======== ENTRIES SHOWN ========

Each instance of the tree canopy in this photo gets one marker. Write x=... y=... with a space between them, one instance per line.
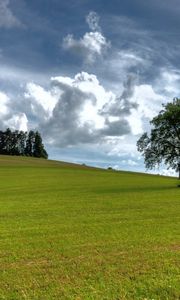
x=162 y=145
x=22 y=143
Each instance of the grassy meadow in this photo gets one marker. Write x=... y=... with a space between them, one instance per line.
x=73 y=232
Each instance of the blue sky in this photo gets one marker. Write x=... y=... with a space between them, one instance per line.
x=89 y=75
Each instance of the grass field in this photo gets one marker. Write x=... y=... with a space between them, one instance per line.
x=72 y=232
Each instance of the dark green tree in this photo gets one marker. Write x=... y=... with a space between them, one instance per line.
x=162 y=145
x=29 y=149
x=38 y=150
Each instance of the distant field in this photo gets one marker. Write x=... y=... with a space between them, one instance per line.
x=73 y=232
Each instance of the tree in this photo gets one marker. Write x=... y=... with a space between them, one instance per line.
x=30 y=143
x=38 y=149
x=22 y=143
x=163 y=143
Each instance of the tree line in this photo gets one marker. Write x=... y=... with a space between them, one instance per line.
x=22 y=143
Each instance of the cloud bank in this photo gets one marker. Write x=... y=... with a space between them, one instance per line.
x=7 y=18
x=92 y=45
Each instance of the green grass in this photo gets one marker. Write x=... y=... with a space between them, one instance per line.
x=72 y=232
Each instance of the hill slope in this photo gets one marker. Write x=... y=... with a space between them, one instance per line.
x=73 y=232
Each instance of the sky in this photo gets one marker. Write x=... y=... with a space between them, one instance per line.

========

GOAL:
Rescale the rows from the line containing "Each instance of the green" through the end of the rows, inclusive. Reproduce every line in that span, requests too, but multiply each x and y coordinate in the answers by 0.2 and round to the nearest whole number, with halves rounding up.

ANSWER FOR THE TASK:
Each instance of the green grass in this photo gets one marker. Write x=... y=... with a space between them, one instance per line.
x=14 y=46
Each instance of the hill slope in this photo gets one marker. Write x=... y=... with a space between them, one instance per line.
x=15 y=46
Each instance of the sky in this photo gets one marker. Write x=... y=... with a space between them, one instance per line.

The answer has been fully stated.